WHAT THE TASK REQUIRES: In the material below, find each line holding the string "metal" and copy it.
________________
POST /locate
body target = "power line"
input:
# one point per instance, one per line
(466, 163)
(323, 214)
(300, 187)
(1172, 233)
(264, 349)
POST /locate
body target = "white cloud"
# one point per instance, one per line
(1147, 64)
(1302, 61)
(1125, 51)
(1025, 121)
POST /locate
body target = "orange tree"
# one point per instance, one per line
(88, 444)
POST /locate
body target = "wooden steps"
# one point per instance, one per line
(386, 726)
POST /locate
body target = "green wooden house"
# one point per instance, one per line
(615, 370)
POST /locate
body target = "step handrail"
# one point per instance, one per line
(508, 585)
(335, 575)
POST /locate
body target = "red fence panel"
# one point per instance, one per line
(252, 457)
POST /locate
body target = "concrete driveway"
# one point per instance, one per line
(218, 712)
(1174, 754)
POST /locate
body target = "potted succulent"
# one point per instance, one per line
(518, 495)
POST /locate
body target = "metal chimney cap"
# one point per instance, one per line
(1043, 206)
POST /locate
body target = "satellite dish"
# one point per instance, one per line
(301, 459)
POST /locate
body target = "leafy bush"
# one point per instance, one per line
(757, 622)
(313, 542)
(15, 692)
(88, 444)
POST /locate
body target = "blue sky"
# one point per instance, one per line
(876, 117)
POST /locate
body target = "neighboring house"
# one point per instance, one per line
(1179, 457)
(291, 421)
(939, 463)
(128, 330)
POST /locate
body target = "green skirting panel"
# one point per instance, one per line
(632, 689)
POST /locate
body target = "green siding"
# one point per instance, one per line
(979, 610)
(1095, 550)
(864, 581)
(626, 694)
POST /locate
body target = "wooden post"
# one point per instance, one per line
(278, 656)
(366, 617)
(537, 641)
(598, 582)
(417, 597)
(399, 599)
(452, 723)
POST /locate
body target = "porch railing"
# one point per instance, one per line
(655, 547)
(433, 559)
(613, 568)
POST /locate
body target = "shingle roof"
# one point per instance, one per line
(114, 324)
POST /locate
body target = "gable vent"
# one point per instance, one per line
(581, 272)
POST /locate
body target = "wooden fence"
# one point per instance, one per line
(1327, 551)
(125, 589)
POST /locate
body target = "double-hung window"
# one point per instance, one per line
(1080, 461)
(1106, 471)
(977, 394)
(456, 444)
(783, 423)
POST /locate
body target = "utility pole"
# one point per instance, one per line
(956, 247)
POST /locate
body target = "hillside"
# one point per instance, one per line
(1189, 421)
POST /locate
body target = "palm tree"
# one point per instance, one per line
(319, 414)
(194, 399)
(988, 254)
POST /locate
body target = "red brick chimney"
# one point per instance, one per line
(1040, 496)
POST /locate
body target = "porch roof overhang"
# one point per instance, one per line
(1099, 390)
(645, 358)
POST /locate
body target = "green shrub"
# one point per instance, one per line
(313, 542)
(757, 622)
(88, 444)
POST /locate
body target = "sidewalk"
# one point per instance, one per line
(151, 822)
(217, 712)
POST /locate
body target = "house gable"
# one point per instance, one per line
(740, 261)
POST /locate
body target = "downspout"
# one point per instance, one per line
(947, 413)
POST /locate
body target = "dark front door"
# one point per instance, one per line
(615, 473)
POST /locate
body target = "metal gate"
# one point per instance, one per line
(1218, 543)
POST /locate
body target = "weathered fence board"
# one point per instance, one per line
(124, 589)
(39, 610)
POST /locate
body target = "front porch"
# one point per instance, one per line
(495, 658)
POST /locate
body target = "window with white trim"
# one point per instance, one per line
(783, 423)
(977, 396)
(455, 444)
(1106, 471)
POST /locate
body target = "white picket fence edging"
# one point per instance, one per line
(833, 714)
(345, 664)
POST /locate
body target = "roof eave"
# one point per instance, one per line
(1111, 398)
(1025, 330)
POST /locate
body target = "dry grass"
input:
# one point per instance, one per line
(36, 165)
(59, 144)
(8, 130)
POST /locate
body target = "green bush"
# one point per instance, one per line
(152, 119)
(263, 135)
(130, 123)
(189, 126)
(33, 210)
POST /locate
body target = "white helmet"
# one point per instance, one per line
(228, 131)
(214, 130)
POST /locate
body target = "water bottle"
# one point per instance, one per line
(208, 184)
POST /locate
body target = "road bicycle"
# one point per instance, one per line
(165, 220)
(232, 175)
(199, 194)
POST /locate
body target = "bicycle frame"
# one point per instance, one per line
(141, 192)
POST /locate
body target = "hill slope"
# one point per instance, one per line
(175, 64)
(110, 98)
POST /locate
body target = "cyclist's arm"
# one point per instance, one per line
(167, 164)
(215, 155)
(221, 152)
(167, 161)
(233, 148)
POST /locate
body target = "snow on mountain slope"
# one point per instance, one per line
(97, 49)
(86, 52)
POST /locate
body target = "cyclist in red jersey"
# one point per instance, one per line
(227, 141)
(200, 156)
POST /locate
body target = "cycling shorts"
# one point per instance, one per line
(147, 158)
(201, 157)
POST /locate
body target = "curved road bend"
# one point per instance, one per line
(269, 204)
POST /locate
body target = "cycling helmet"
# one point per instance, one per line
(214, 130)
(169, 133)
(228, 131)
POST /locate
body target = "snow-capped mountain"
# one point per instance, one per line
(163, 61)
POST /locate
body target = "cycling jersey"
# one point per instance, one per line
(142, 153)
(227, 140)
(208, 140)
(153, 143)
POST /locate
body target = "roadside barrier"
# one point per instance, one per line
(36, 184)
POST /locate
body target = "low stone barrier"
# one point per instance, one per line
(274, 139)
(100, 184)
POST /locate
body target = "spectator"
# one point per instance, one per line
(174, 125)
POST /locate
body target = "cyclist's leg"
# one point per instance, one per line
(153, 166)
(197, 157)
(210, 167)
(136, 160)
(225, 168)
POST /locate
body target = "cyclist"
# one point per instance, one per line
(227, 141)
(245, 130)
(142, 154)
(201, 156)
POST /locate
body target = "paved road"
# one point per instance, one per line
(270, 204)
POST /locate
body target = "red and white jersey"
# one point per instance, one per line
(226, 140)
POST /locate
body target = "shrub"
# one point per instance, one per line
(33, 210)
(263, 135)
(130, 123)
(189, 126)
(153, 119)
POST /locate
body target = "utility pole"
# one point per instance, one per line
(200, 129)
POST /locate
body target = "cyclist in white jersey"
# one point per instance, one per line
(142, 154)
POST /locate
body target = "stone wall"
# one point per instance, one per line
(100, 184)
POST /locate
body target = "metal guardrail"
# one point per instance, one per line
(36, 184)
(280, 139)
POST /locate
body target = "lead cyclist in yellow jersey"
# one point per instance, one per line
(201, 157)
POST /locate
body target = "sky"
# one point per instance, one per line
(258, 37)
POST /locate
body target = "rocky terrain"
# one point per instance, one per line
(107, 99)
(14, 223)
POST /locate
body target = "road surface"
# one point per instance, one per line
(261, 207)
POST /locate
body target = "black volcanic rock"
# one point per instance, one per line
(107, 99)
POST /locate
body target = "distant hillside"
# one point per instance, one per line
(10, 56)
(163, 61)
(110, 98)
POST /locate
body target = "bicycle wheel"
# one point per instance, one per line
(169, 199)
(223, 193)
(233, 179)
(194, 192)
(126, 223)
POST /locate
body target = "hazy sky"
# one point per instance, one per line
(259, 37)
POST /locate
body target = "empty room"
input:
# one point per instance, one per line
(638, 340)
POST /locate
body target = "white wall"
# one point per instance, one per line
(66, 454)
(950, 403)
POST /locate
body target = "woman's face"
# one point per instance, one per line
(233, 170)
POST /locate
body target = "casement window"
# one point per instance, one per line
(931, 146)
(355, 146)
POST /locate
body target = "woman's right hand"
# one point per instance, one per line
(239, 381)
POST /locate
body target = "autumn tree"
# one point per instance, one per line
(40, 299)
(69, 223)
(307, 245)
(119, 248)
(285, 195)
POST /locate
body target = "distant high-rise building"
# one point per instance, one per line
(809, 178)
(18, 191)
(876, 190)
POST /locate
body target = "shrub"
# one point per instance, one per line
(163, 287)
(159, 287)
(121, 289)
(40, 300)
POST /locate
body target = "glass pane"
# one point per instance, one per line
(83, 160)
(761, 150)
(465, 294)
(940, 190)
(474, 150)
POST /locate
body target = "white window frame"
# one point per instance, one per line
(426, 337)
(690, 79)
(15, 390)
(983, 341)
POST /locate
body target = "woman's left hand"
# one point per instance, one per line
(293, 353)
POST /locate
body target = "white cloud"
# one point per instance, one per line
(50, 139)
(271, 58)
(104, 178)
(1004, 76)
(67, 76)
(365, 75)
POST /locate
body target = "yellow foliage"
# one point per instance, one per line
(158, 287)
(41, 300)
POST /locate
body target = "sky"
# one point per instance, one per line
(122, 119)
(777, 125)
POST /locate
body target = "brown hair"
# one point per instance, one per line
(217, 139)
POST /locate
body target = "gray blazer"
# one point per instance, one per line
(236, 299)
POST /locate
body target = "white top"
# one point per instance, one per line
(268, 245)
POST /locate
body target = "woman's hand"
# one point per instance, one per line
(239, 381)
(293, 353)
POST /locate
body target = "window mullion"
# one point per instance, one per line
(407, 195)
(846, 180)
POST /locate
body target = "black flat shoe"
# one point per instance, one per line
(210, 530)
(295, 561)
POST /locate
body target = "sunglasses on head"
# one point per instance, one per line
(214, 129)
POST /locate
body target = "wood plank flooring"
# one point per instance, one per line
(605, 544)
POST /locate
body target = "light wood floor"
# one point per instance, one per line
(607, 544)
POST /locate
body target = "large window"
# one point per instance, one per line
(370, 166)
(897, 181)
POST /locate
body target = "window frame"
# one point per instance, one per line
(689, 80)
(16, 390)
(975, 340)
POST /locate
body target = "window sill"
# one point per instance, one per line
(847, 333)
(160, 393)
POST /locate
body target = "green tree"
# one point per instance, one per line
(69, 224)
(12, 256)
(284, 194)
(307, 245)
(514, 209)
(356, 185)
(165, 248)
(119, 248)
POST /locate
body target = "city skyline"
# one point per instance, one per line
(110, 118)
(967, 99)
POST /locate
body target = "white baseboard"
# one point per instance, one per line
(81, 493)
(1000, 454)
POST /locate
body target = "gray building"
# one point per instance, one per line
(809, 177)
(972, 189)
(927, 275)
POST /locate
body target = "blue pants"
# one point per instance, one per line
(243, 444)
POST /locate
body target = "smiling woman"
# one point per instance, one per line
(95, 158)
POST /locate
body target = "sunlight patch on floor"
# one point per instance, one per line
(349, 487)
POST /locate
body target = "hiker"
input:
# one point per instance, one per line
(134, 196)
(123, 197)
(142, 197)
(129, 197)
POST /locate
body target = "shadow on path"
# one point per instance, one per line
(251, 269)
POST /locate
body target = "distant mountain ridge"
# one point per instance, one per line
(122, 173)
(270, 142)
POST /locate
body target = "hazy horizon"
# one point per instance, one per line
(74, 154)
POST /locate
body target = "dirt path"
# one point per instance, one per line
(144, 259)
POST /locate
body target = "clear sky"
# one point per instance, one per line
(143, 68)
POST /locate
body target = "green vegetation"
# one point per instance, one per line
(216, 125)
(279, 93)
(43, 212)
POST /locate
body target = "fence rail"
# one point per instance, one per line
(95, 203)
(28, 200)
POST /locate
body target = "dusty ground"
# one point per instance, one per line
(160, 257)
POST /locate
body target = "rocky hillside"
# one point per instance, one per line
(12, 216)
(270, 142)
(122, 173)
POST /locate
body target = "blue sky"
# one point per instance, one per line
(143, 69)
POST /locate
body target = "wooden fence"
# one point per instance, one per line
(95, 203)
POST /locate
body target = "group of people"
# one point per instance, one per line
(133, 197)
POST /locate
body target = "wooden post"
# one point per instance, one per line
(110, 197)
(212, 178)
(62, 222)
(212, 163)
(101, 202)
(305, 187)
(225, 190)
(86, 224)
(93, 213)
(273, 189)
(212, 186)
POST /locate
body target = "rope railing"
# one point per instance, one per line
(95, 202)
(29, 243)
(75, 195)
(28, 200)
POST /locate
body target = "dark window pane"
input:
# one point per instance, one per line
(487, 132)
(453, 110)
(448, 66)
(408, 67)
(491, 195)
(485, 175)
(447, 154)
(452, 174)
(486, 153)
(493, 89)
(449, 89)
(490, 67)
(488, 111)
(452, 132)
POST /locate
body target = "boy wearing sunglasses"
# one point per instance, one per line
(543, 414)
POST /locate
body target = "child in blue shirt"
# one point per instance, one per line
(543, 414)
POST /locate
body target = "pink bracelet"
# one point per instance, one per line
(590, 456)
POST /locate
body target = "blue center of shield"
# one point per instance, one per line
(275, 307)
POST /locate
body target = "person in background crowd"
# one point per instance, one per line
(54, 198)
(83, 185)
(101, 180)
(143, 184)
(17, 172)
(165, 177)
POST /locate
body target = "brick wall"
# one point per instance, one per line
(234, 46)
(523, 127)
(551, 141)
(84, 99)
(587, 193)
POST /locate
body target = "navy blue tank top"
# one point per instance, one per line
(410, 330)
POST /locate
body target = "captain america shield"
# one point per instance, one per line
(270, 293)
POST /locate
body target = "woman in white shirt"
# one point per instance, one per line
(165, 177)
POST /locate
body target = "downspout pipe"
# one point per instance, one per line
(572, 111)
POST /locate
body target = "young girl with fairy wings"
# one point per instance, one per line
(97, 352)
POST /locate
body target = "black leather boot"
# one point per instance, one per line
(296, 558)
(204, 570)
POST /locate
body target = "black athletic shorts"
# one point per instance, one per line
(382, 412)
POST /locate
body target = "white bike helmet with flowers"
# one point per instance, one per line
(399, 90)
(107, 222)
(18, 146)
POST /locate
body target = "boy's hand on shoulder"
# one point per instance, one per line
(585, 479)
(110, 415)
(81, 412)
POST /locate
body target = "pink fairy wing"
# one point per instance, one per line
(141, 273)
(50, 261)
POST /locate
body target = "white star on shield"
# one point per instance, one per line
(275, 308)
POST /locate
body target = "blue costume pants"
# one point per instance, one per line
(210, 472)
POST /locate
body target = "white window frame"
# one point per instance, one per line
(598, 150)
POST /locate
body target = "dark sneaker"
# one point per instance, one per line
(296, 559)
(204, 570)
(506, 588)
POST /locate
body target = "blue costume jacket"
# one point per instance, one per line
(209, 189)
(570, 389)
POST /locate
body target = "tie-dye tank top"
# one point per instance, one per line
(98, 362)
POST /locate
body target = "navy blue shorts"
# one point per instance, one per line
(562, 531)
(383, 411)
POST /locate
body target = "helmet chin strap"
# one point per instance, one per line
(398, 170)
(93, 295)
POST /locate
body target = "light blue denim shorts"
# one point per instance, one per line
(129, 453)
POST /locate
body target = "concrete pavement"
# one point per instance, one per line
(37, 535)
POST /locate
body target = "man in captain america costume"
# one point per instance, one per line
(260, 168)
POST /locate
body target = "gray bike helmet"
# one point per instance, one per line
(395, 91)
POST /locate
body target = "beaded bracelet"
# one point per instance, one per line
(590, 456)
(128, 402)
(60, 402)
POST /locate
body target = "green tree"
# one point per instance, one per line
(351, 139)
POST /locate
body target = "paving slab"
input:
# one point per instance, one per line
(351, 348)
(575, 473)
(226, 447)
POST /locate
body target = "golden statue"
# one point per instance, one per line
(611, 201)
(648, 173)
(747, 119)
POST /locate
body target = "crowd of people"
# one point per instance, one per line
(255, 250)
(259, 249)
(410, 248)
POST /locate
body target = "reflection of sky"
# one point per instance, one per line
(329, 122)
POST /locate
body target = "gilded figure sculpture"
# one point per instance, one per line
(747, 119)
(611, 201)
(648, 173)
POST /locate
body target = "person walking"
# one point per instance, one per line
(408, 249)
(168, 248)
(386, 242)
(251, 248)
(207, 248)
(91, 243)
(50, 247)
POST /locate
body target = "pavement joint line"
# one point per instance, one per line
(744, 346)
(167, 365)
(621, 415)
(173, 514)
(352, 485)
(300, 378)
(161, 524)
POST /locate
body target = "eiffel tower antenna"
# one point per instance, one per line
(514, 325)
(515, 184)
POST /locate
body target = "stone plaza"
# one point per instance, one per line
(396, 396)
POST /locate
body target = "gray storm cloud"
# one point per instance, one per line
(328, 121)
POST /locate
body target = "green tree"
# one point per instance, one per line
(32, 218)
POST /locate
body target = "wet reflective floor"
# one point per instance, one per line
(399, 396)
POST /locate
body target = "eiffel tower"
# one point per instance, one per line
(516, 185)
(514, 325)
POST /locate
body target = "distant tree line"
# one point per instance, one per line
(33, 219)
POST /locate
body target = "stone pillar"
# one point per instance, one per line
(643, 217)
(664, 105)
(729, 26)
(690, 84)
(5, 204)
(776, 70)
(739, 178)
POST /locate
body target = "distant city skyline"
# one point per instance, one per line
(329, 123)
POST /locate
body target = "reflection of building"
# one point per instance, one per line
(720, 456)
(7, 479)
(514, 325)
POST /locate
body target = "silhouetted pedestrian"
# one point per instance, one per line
________________
TASK ANSWER:
body target = "metal chimney cap"
body target = "metal gate"
body target = "metal guardrail"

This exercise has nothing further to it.